Dataset entries:
-------------------------
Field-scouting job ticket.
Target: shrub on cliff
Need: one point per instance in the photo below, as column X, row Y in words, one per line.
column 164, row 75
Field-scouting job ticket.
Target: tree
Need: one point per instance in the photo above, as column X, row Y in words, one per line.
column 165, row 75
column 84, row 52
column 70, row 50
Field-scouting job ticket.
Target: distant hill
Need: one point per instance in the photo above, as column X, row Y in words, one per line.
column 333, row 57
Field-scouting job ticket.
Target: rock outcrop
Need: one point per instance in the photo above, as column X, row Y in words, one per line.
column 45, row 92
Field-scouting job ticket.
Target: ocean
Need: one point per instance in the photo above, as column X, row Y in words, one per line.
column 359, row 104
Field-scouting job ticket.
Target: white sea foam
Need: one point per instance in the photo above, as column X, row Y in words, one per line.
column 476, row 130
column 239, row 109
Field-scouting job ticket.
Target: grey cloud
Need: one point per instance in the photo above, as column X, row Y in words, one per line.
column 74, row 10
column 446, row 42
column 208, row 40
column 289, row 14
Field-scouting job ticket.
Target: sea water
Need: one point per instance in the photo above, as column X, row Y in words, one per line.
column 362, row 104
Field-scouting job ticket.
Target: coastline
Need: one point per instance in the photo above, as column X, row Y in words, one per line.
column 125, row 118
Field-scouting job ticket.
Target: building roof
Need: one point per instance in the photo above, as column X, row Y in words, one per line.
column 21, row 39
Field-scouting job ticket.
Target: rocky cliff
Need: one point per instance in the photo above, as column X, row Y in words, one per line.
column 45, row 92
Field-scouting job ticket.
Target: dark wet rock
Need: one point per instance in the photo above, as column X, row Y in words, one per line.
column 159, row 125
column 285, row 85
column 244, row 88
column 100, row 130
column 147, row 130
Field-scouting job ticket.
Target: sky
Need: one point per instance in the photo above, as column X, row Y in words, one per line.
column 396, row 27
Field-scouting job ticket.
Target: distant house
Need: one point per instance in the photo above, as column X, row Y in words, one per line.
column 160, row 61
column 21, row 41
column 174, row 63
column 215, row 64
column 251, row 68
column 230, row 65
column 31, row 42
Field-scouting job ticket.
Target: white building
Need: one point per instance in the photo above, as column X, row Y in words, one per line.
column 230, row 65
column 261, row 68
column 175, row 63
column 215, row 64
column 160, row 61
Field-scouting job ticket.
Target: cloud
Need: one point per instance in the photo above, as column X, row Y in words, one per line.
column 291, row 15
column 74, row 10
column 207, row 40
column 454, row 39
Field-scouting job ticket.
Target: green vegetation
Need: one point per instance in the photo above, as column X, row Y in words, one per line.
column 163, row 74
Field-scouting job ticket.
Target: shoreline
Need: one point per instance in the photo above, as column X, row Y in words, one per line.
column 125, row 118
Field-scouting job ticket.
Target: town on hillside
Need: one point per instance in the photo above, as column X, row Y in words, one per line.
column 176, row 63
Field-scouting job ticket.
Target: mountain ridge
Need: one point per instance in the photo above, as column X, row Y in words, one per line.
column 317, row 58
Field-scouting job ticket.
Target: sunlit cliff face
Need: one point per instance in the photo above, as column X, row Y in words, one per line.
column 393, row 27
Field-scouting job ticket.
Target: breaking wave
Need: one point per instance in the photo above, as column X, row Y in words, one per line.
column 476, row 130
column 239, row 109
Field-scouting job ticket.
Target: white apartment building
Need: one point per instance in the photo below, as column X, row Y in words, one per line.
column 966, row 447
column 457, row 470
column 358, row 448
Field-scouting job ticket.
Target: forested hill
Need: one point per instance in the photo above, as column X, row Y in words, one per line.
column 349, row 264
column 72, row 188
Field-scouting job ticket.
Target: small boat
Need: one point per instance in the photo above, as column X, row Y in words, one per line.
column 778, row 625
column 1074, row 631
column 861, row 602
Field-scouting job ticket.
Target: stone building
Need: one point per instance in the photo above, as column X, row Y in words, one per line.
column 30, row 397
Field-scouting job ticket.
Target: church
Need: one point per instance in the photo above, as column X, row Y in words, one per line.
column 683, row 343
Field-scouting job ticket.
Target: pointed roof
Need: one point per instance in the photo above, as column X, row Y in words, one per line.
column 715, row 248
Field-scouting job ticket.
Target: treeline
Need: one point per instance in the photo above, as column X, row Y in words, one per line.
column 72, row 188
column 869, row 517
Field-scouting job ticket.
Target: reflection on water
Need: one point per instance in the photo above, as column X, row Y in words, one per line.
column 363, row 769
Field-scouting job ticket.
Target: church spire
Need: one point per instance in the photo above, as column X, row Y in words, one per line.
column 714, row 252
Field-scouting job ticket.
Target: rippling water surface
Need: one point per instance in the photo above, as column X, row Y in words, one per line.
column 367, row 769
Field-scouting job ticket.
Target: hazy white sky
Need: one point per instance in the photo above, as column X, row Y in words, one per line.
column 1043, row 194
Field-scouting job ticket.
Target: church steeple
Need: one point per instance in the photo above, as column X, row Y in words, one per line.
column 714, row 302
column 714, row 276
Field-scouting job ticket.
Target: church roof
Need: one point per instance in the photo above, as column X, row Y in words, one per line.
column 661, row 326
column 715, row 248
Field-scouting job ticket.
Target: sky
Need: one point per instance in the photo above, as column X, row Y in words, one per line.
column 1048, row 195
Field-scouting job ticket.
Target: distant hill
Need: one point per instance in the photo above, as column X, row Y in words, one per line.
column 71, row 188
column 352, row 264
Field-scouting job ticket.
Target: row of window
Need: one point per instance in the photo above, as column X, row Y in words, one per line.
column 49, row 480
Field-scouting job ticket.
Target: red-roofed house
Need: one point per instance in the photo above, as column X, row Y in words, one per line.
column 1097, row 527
-------------------------
• Action item
Take every line from the data that includes the word "white".

• Reply to the task
Target: white sea foam
Target: white building
Target: white apartment building
Target: hazy white sky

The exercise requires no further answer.